[WORK REQUEST] Repeat the whole listing below, word for word.

[EXERCISE DATA]
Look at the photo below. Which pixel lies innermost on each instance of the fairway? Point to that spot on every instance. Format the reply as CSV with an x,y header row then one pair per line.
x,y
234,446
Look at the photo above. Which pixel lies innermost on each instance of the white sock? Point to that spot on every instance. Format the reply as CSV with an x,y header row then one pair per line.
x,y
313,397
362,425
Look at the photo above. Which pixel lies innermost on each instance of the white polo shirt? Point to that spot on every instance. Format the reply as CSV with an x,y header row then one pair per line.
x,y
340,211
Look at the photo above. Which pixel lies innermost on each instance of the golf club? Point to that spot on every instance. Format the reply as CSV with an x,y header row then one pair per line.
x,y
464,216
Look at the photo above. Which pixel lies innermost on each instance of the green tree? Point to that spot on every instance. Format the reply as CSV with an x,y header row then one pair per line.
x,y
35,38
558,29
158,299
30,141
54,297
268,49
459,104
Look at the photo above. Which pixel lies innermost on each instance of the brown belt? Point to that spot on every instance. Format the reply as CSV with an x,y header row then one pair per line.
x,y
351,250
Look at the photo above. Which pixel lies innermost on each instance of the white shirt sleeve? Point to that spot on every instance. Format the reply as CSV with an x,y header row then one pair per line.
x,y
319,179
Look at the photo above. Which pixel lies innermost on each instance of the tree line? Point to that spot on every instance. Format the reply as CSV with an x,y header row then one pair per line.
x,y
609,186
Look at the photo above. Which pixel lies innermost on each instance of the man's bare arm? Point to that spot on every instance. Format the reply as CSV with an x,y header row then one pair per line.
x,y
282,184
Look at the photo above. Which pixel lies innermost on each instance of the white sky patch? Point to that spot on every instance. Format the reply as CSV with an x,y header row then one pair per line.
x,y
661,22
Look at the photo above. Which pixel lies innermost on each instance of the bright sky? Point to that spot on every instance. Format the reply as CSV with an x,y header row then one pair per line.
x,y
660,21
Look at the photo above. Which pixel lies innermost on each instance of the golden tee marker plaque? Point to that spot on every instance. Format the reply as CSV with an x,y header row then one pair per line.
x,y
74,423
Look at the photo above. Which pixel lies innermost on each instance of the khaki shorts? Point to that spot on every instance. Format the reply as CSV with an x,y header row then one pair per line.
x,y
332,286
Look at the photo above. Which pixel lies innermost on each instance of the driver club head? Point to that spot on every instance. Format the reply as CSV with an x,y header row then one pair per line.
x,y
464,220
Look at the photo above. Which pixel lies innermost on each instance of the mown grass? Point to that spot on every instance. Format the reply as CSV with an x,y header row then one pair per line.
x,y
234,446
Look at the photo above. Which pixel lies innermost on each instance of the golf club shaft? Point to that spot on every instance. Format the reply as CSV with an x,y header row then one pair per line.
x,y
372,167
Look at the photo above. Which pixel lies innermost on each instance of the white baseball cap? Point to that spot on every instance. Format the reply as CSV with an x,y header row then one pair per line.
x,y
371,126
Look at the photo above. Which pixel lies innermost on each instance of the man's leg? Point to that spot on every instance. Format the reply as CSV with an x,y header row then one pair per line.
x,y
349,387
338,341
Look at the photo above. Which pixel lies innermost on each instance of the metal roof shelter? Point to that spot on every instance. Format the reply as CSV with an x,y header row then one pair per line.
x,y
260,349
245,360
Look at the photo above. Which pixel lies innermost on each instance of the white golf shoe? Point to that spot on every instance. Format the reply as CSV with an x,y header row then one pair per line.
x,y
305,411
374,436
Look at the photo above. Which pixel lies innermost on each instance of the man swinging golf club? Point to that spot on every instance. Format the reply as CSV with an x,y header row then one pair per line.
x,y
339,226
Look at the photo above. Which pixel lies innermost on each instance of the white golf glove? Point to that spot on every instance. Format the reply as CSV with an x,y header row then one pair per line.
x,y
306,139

[EXERCISE OUTPUT]
Look at the photo below. Which pixel lies innermost on each instance of the fairway? Point to that spot on every instance. Format the reply as CSV with an x,y header row then one pair per line.
x,y
234,446
Look at the photo above. Which pixel lies innermost on each instance of the white sock? Point to that spot on every instance. Format the reply as CSV with an x,y header row then one pair per line.
x,y
313,397
362,425
Look at the photo above. Which pixel lies innermost on each instance of the white polo shirt? Point to that spot on every instance. Format the reply as CSV with an x,y header row then one pair per line.
x,y
340,211
Look at the photo above. Which pixel lies innermost on each instance of the golf club? Point to that spot on every instance. Format the reply as CSV with an x,y header row then one pair per line.
x,y
464,216
Look at the photo above. Which pixel lies innermost on each instance of the green tree? Point to that spot on every instance. Format the reply as CSV with an x,y header row then one pair per line.
x,y
35,38
558,29
158,299
30,141
54,297
268,49
459,104
Look at the photo above. Which pixel lies innermost on each instance of the brown belt? Point to that spot on every instance. Format the reply as CSV with an x,y header row then one pair per line.
x,y
351,250
Look at the photo above. Which pixel lies innermost on each instance of the white shirt sleeve? Point to that spot on every instance. Format the reply as CSV with an x,y header row then one pair per line.
x,y
319,179
Look at the photo above. Which pixel lies innermost on each instance of the tree line? Point to that spot on every instance. Format the reply as CSV with an x,y header row then one pair per line.
x,y
609,186
Look at the photo above. Which pixel lies innermost on each instance of the man's bare arm? Point to that spot on every instance. Format the reply as CSV with an x,y header row then one pair per line.
x,y
282,184
Look at the photo above. Which pixel lies innermost on each instance of the white sky patch? Point to that spot on every instance. Format the reply as CSV with an x,y header row then one pair per line.
x,y
661,22
Look at the photo above. Which pixel lies innermost on each instance of the bright sky? Point to that spot on every instance. Format the reply as CSV with an x,y header row then one pair per line.
x,y
660,21
Look at the photo above. Which pixel lies innermost on each instance of the golden tee marker plaque? Point to that spot on every instance. Format the reply as CSV with an x,y header row then one pair per line.
x,y
74,423
Look at the photo above. Which pixel lies innermost on each instance of the khaki shorts? Point to that spot on every instance. Format the reply as CSV with an x,y header row then one pair per line.
x,y
332,286
Look at the photo above. Which pixel lies innermost on each instance of the driver club head? Point to that spot on every instance. Format the reply as CSV with an x,y header row then one pair per line.
x,y
464,220
Look at the photo above. Which pixel lies innermost on each instance of the mown grass? Point to that spot on every instance. Format the reply as CSV with an x,y header row then one pair per line.
x,y
234,446
Look at the photo above. Which pixel lies innermost on each instance of the golf club shaft? Point to that spot on every instance. Format the reply as CSV with an x,y header row then one pair per line.
x,y
372,167
Look at the photo above. Which pixel lies innermost on each instance of the white baseball cap? Point to that spot on every instance. Format the reply as CSV with an x,y header row then one pair per line.
x,y
371,126
Look at the photo above. Which pixel lies innermost on each instance of the man's leg? Point to that spot on every instance. Format the reply as CSV with an x,y header row then one pair per line.
x,y
349,387
338,341
Look at the photo above. Which pixel lies innermost on each instance of the metal roof shelter? Point to that spot on every instance. Format the reply as CSV with an x,y header row then one pair per line.
x,y
260,349
245,360
Look at the photo above. Which pixel lies innermost on each instance of the white golf shoe? Point to that spot on every instance. Format the reply as CSV with an x,y header row then one pair per line.
x,y
305,411
374,436
Look at the photo above. Which pixel lies innermost on each instance of the man swinging golf club? Point to that spot on every instance. Format the reply as CSV with an x,y header row then one pair per line.
x,y
339,226
Look at the photo above. Which pixel lies innermost on each instance of the white golf glove? Point to that spot on every instance. Format the reply as CSV with an x,y header row then one pair per line.
x,y
306,139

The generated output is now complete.